| Direction |
Quote word for word everything in the data from the line containing "like [96, 28]." down to the last line, including both.

— BEGIN Records provided —

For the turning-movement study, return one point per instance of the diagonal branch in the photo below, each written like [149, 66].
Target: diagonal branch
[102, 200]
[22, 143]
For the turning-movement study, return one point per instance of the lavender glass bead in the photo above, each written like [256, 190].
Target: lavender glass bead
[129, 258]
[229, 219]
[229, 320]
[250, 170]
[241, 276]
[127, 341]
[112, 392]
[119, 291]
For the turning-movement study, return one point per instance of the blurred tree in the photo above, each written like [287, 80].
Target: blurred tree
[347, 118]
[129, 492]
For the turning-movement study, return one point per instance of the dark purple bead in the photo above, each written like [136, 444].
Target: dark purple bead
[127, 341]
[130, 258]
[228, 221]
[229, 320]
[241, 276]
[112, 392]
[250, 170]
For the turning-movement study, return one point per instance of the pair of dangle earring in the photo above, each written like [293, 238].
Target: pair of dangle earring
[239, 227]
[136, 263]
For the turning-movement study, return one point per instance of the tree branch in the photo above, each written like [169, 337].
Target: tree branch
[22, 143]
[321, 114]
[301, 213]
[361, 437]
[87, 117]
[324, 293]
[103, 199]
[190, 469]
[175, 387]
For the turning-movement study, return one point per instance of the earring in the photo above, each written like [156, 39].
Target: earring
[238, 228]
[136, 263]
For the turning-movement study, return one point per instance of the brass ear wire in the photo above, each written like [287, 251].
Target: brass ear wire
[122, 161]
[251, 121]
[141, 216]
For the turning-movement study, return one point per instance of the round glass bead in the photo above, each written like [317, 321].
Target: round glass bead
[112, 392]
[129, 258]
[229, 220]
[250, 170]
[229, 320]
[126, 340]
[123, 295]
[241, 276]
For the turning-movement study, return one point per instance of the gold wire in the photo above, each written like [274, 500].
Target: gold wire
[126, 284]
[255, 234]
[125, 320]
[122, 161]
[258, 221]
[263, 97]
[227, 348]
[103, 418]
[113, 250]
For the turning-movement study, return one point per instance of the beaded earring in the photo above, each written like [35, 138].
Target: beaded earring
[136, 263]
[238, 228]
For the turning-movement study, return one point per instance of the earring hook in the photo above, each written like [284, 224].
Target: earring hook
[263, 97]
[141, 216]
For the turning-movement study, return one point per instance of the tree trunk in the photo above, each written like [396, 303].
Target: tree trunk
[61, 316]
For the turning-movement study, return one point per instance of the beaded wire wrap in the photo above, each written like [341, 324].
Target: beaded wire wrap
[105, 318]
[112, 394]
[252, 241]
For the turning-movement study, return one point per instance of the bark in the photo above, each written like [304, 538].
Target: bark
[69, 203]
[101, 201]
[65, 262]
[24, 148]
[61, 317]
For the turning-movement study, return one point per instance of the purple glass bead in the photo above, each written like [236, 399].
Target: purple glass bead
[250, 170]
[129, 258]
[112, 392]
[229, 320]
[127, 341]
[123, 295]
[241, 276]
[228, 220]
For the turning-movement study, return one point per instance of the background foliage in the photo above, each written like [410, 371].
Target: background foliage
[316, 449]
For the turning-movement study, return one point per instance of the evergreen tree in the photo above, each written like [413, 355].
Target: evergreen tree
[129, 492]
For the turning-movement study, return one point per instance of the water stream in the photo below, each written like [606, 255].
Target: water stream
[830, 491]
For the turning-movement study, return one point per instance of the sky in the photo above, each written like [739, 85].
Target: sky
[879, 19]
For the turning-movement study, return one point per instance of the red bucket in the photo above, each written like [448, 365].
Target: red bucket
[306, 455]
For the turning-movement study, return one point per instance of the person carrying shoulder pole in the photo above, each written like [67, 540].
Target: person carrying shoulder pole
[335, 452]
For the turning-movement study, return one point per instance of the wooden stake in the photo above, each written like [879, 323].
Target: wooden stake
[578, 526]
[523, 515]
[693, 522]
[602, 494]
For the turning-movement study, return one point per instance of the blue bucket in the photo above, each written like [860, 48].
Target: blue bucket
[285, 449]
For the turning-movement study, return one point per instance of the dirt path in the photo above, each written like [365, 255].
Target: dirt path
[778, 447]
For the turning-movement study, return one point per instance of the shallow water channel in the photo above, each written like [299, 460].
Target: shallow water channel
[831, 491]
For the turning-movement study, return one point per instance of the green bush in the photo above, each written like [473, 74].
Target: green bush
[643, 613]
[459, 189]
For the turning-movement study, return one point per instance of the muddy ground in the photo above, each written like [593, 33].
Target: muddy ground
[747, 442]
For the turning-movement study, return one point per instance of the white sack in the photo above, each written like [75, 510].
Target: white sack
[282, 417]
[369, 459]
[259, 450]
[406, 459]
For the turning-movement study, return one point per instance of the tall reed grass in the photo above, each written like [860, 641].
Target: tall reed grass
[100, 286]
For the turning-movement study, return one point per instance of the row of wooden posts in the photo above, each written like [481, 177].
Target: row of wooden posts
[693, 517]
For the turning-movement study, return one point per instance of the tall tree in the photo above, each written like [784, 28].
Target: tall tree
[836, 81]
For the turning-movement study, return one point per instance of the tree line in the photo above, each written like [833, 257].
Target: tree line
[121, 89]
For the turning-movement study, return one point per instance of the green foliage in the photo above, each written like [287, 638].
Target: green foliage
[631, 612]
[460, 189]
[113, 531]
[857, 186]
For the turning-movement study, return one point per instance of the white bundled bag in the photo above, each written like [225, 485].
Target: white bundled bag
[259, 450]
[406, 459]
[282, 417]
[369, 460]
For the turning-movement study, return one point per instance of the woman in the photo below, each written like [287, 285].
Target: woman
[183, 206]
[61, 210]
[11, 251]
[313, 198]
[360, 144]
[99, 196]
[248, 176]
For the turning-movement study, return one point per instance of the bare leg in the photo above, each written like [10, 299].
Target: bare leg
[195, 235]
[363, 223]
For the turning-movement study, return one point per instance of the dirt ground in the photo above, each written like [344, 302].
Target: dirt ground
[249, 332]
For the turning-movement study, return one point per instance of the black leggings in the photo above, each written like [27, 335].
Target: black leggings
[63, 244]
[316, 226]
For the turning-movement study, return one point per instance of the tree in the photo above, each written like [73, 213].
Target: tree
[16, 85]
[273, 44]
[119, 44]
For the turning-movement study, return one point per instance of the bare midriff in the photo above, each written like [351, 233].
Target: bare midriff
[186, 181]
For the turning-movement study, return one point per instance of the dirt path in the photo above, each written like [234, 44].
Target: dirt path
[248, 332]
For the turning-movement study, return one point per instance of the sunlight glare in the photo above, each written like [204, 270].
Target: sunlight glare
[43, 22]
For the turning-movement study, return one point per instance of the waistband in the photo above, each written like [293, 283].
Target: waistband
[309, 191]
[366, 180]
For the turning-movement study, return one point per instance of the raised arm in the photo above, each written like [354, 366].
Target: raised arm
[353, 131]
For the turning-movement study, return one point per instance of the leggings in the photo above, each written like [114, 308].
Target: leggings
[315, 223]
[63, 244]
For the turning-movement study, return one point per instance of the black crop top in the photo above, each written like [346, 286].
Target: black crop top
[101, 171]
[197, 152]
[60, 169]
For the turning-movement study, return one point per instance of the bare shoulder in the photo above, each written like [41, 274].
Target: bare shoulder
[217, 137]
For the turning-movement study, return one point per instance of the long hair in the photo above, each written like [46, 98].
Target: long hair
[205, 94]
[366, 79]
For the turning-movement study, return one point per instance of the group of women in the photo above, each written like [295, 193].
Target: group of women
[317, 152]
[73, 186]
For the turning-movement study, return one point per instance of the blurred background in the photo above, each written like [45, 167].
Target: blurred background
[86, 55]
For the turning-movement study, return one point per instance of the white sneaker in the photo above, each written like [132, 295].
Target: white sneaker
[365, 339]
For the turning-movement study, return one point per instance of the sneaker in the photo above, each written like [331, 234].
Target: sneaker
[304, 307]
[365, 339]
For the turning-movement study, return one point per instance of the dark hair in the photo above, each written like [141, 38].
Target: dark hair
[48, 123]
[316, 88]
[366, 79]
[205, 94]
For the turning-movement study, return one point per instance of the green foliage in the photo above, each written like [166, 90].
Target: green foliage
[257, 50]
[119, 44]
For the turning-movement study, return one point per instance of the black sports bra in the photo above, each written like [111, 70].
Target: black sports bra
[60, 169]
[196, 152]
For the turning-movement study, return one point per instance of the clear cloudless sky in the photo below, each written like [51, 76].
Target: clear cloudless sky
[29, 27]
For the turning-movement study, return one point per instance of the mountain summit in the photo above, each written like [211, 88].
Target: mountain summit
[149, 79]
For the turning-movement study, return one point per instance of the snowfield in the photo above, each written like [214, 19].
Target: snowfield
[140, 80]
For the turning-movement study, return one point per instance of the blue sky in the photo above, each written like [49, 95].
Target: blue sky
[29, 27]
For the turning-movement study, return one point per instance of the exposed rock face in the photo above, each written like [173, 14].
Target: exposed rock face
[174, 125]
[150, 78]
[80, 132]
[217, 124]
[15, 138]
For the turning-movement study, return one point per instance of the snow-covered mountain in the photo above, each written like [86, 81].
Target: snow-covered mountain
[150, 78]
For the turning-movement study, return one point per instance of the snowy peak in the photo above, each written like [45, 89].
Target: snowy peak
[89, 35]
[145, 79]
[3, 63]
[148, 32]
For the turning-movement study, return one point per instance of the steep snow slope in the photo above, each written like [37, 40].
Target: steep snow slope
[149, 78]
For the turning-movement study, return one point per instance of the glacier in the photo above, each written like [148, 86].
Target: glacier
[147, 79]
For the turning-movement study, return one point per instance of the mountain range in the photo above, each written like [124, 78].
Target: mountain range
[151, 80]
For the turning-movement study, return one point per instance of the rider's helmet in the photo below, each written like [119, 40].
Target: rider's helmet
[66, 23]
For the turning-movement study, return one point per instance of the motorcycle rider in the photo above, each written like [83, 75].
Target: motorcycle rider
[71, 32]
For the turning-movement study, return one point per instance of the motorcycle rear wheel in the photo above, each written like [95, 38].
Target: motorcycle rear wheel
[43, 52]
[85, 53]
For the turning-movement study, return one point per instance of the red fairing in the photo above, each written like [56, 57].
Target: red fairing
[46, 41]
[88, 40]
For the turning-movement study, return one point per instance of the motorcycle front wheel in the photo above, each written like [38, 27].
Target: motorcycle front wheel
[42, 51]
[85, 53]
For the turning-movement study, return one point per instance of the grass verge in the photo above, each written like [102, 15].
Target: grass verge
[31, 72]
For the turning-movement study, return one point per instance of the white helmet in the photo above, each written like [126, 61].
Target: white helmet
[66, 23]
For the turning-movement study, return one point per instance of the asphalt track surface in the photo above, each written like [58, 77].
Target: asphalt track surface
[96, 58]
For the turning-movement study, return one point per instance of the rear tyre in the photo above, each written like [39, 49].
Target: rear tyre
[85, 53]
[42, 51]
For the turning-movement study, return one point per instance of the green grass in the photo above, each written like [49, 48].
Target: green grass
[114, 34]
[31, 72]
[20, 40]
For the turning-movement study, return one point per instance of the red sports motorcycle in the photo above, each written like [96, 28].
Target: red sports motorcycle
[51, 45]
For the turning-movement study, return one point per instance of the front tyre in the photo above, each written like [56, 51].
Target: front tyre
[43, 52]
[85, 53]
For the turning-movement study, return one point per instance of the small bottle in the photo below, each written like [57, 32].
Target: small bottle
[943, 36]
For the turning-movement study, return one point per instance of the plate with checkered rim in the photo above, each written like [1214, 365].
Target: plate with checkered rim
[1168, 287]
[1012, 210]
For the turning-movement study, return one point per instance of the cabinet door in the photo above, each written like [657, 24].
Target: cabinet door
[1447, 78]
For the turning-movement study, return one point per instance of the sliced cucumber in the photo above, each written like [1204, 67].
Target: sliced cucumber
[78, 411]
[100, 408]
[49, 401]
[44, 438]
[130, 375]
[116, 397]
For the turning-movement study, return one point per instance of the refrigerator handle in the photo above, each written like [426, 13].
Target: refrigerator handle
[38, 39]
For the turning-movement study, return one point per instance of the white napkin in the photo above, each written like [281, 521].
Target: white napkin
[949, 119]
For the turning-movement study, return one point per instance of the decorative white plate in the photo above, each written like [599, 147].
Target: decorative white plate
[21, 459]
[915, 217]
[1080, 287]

— END Records provided —

| Correct response |
For the turning-movement study, return one point per instance of the red sports motorcycle in the photo above, each written like [96, 28].
Target: red sports motorcycle
[51, 45]
For the turning-movement study, return one point per instance of the front tyre in the photo above, each written like [56, 51].
Target: front tyre
[43, 52]
[85, 53]
For the turning-movement study, return one point per instance of the small bottle in the photo below, each written like [57, 32].
Target: small bottle
[943, 36]
For the turning-movement study, return one point per instance of the plate with checkered rim in the photo above, each written like [1214, 365].
Target: plate with checkered rim
[1168, 287]
[1012, 210]
For the turning-movement study, return one point per instance of the cabinet door in the photo above, each written like [657, 24].
Target: cabinet door
[1447, 78]
For the turning-movement study, return one point per instance of the sliced cucumber in the photo above, each written like [1204, 67].
Target: sliced cucumber
[78, 411]
[100, 408]
[49, 401]
[44, 438]
[130, 375]
[116, 397]
For the turning-movement study, return one point per instance of the refrigerator handle in the photo above, each written like [426, 13].
Target: refrigerator handle
[38, 39]
For the turning-movement study, return one point per instance of the white napkin in the photo above, each written like [281, 521].
Target: white napkin
[949, 119]
For the turning-movement study, return one point per instance of the decorative white plate in the photo above, each written like [599, 147].
Target: decorative white plate
[21, 459]
[915, 217]
[1080, 287]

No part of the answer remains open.